Hannover-Land I is an electoral constituency (German: Wahlkreis) represented in the Bundestag. It elects one member via first-past-the-post voting. Under the current constituency numbering system, it is designated as constituency 43. It is located in central Lower Saxony, comprising the northern part of the Hanover Region.

Hannover-Land I was created for the 1980 federal election. Since 2021, it has been represented by Rebecca Schamber of the Social Democratic Party (SPD).

Geography
Hannover-Land I is located in central Lower Saxony. As of the 2021 federal election, it comprises the northern part of the Hanover Region, specifically the municipalities of Burgdorf, Burgwedel, Garbsen, Isernhagen, Langenhagen, Neustadt am Rübenberge, Wedemark, and Wunstorf.

History
Hannover-Land I was created in 1980 and contained parts of the abolished constituencies of Hannover III, Schaumburg, Celle, and Gifhorn. From the 1980 through 1998 elections, it was number 38. In the 2002 and 2005 elections, it was number 43. In the 2009 election, it was number 44. Since the 2013 election, it has been number 43.

§ **Entries shown**
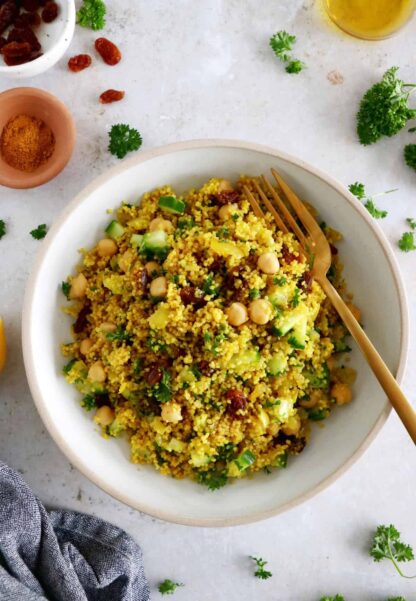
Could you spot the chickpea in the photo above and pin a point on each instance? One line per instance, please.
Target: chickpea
(260, 311)
(161, 224)
(106, 247)
(237, 314)
(355, 311)
(226, 211)
(104, 416)
(159, 287)
(268, 263)
(85, 346)
(152, 267)
(171, 413)
(78, 287)
(96, 372)
(341, 393)
(225, 186)
(293, 426)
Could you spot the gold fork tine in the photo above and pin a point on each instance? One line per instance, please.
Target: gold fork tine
(286, 213)
(254, 204)
(300, 209)
(278, 219)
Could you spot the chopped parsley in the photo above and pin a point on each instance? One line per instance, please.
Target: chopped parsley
(260, 571)
(123, 139)
(2, 228)
(387, 544)
(383, 109)
(407, 242)
(282, 44)
(162, 391)
(92, 14)
(168, 587)
(40, 232)
(66, 289)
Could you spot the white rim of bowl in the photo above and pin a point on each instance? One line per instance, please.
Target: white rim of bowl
(60, 47)
(35, 387)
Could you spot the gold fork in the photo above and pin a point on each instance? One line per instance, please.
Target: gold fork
(315, 244)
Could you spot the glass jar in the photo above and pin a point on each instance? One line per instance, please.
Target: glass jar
(370, 19)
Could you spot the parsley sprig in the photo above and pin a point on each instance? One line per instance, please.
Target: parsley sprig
(358, 189)
(92, 14)
(260, 571)
(383, 109)
(123, 139)
(282, 44)
(387, 544)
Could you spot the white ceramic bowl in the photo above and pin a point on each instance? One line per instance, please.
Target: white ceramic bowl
(55, 38)
(371, 273)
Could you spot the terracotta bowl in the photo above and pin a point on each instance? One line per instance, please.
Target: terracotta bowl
(48, 108)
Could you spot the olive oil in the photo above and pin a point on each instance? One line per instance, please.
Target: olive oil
(370, 19)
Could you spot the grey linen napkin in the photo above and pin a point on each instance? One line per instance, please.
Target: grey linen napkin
(62, 555)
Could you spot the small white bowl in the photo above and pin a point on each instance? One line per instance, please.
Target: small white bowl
(371, 273)
(55, 38)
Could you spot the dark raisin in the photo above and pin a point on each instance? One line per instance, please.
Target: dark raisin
(50, 12)
(8, 12)
(108, 51)
(154, 376)
(79, 62)
(82, 319)
(238, 401)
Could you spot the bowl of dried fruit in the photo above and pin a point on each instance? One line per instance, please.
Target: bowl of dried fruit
(34, 34)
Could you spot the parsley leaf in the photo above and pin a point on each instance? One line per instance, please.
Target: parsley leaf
(123, 139)
(282, 43)
(410, 155)
(261, 572)
(2, 228)
(383, 109)
(92, 14)
(168, 587)
(388, 545)
(407, 242)
(66, 289)
(40, 232)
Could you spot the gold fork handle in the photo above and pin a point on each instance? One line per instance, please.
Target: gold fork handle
(400, 403)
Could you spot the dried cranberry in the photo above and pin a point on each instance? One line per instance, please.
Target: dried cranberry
(50, 12)
(111, 96)
(8, 12)
(227, 197)
(79, 62)
(82, 319)
(16, 50)
(108, 51)
(238, 401)
(30, 5)
(154, 376)
(24, 35)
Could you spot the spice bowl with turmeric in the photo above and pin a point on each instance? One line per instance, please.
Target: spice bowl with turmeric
(37, 137)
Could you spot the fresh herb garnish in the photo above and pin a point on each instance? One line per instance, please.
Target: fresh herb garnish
(358, 189)
(66, 289)
(387, 544)
(407, 242)
(260, 571)
(168, 587)
(40, 232)
(162, 391)
(119, 335)
(383, 110)
(123, 139)
(282, 44)
(92, 14)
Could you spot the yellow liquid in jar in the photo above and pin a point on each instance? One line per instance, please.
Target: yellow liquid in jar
(370, 19)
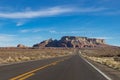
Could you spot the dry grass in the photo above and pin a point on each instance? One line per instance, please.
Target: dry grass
(18, 55)
(109, 56)
(108, 61)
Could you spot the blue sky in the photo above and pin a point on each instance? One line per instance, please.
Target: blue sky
(31, 21)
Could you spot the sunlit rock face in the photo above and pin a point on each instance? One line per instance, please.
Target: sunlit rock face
(71, 41)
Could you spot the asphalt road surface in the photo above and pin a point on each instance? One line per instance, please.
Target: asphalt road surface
(64, 68)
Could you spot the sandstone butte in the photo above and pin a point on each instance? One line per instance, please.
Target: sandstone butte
(71, 42)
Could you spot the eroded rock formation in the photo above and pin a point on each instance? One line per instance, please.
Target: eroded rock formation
(71, 41)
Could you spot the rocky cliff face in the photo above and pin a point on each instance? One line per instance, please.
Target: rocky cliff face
(71, 41)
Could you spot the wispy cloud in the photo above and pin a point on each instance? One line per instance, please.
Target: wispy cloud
(40, 13)
(6, 37)
(19, 23)
(48, 12)
(91, 9)
(34, 30)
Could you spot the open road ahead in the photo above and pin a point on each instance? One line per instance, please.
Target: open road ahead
(64, 68)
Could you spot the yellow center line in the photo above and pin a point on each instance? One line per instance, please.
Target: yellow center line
(23, 78)
(31, 73)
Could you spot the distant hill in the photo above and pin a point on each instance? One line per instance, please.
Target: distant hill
(71, 42)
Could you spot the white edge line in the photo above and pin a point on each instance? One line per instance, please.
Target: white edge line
(96, 69)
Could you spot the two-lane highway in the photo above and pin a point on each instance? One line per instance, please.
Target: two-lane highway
(66, 68)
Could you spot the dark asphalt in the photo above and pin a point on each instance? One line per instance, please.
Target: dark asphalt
(72, 68)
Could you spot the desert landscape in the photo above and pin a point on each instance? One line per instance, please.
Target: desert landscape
(109, 56)
(13, 55)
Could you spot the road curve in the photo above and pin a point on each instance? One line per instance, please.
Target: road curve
(64, 68)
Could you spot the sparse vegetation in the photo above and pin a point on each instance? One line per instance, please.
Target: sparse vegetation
(108, 56)
(18, 55)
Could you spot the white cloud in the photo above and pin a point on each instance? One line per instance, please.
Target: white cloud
(91, 9)
(6, 37)
(19, 23)
(34, 30)
(40, 13)
(48, 12)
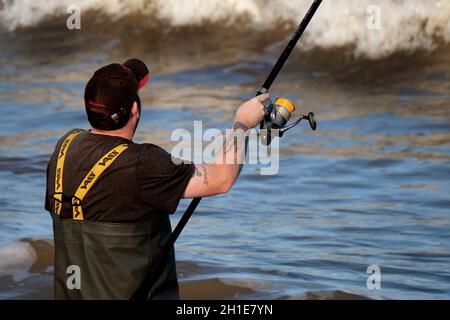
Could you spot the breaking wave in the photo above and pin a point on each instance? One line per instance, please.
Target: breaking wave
(404, 25)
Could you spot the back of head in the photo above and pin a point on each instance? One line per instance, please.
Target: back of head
(110, 93)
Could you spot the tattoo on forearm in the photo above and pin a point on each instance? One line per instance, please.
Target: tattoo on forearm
(200, 171)
(234, 141)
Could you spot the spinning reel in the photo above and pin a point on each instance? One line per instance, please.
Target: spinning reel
(276, 117)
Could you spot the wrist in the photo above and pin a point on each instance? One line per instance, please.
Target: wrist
(240, 124)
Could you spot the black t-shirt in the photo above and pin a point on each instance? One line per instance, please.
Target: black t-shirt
(142, 182)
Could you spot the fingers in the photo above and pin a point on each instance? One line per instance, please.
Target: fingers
(262, 97)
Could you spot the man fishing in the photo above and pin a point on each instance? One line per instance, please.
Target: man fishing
(110, 198)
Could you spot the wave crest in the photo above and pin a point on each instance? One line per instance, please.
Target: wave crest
(404, 25)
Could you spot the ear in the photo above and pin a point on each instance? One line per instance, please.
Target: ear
(135, 110)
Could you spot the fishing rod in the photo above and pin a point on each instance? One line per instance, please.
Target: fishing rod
(275, 119)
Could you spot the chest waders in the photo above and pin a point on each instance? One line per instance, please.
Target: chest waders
(104, 260)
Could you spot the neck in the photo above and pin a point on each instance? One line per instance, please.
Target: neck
(122, 133)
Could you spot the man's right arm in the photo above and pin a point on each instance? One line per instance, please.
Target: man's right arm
(219, 177)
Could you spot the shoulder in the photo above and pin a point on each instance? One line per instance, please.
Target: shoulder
(156, 157)
(148, 150)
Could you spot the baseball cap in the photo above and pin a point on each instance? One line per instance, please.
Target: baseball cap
(110, 93)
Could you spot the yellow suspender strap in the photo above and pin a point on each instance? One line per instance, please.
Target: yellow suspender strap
(58, 196)
(92, 177)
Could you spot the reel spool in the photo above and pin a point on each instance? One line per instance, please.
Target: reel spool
(276, 118)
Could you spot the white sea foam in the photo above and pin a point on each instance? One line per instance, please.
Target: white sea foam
(406, 25)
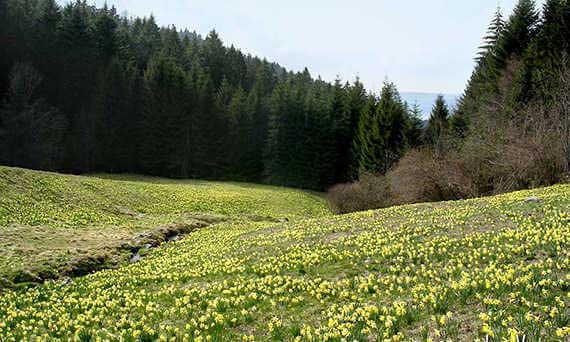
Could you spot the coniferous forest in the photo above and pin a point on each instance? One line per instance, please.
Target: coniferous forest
(86, 90)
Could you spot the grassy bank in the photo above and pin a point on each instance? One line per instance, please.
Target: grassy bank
(464, 270)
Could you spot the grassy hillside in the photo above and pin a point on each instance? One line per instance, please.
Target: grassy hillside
(463, 270)
(53, 224)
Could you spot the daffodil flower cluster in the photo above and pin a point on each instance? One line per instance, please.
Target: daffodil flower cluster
(493, 268)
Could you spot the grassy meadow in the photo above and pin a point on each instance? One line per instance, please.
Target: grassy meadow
(494, 268)
(53, 224)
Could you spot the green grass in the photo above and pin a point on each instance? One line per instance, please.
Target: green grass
(53, 224)
(494, 268)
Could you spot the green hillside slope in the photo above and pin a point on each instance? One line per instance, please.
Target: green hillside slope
(465, 270)
(53, 224)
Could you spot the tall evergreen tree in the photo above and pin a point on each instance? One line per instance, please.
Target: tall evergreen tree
(438, 125)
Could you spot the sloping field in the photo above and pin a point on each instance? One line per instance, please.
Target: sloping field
(493, 268)
(53, 225)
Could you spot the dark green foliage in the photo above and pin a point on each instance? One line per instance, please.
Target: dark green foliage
(438, 124)
(381, 135)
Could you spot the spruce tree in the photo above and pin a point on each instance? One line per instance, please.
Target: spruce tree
(438, 125)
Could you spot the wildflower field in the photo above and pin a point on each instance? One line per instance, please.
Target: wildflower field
(492, 269)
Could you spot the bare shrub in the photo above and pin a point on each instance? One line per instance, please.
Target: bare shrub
(370, 192)
(421, 177)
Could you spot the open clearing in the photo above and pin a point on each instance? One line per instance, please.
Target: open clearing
(462, 270)
(55, 225)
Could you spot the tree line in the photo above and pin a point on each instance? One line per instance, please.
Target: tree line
(83, 89)
(510, 130)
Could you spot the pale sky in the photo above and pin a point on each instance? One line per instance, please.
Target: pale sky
(421, 45)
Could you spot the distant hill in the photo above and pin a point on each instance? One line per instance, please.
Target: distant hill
(426, 100)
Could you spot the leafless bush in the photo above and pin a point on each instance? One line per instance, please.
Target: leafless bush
(421, 177)
(370, 192)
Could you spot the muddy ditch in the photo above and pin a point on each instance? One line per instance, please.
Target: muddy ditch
(110, 256)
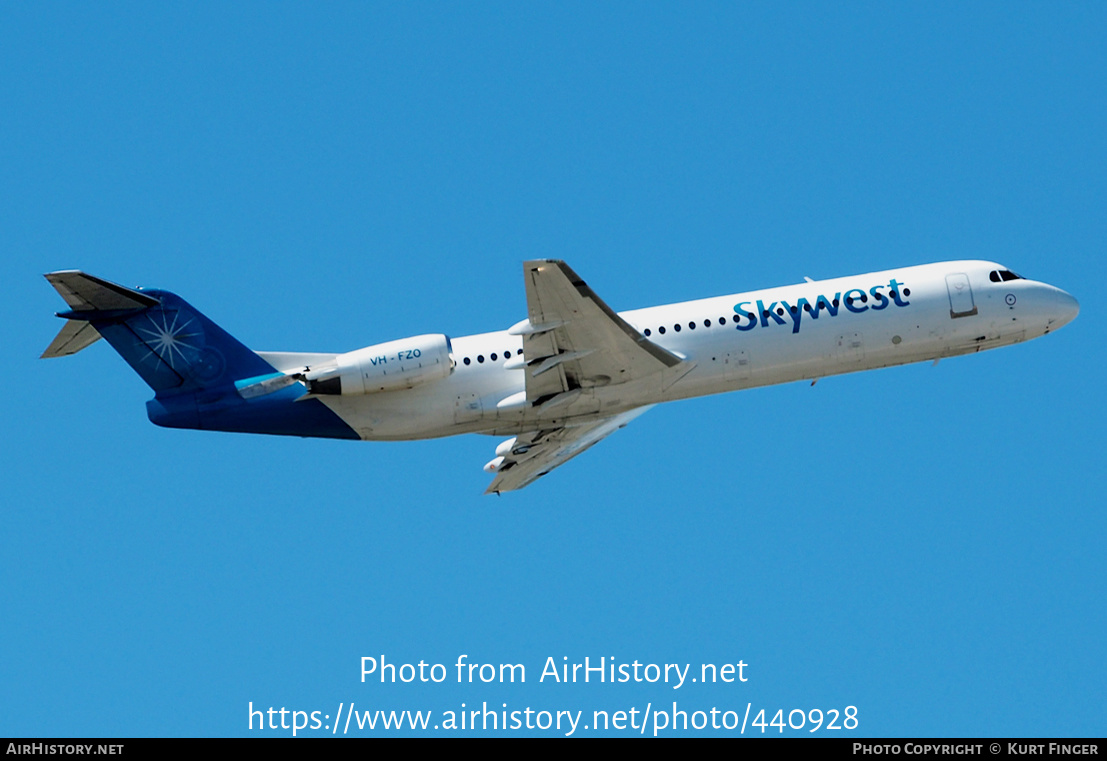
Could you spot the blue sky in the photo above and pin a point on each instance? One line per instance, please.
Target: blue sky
(922, 543)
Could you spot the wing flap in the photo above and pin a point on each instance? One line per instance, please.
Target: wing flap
(573, 331)
(535, 454)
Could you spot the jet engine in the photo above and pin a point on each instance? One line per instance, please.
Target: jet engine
(383, 367)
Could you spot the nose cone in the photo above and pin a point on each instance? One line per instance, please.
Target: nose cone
(1065, 309)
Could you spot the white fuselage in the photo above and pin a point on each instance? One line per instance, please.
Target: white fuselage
(782, 335)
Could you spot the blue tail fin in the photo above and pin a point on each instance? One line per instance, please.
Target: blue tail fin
(189, 361)
(174, 347)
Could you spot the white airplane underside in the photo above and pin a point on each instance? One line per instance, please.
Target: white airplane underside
(569, 374)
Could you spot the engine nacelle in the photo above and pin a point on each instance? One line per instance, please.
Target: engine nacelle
(384, 367)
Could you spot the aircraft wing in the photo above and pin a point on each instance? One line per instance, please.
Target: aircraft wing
(535, 454)
(571, 339)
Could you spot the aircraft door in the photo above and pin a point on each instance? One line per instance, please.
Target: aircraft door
(466, 408)
(736, 366)
(850, 349)
(961, 301)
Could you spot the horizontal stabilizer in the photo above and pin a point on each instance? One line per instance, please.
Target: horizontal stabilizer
(85, 292)
(75, 335)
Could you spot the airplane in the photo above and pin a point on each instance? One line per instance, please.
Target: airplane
(567, 376)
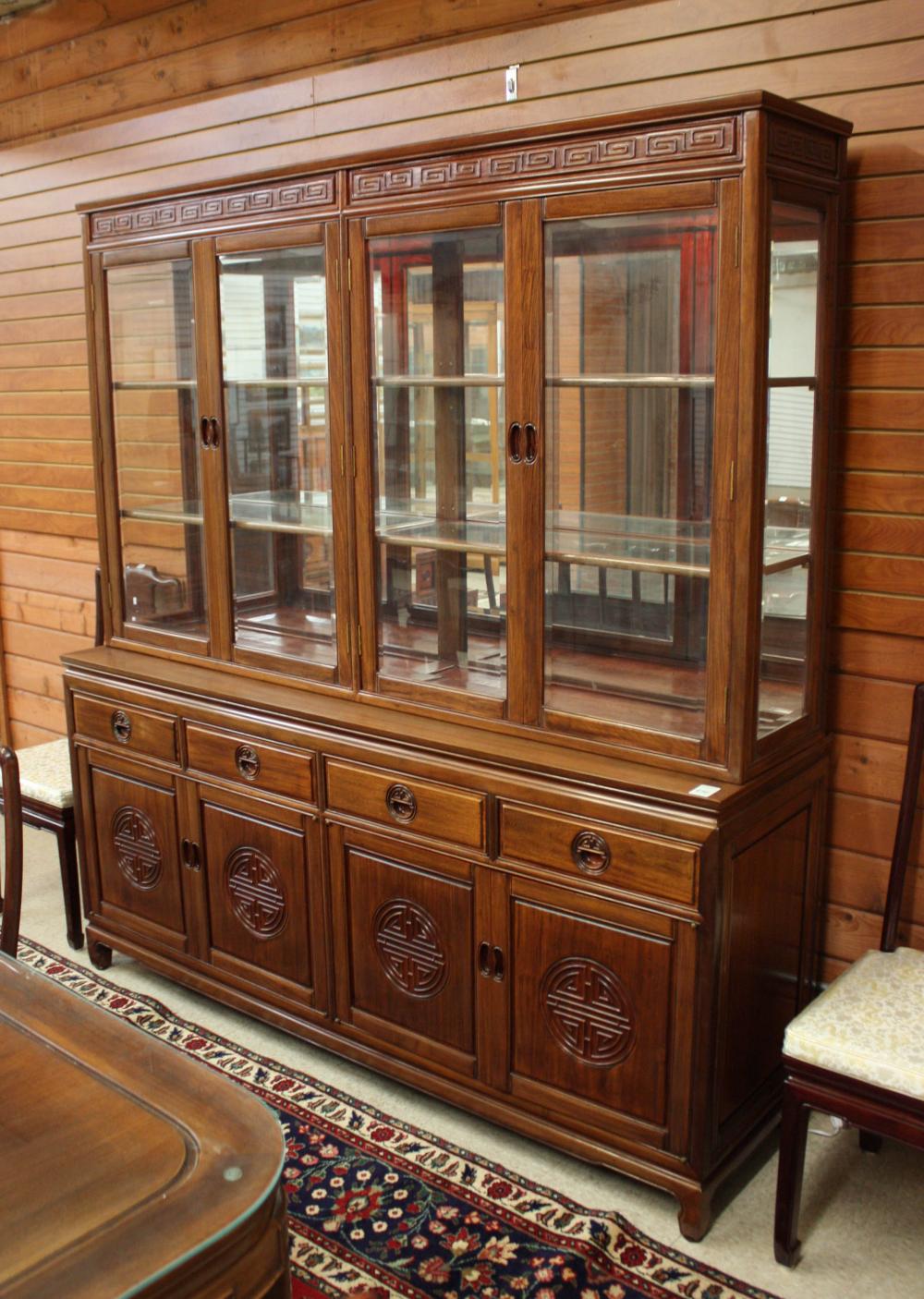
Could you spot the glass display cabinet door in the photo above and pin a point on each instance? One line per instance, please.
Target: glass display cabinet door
(155, 416)
(792, 382)
(629, 445)
(280, 338)
(434, 399)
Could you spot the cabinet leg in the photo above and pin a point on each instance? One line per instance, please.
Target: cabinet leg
(101, 955)
(696, 1213)
(67, 856)
(789, 1177)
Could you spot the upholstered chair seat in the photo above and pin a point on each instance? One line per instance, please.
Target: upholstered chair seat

§ **Aim**
According to the article on Hannover-Land I, what was the constituency's number in the 2009 election?

§ **Task output**
It was number 44.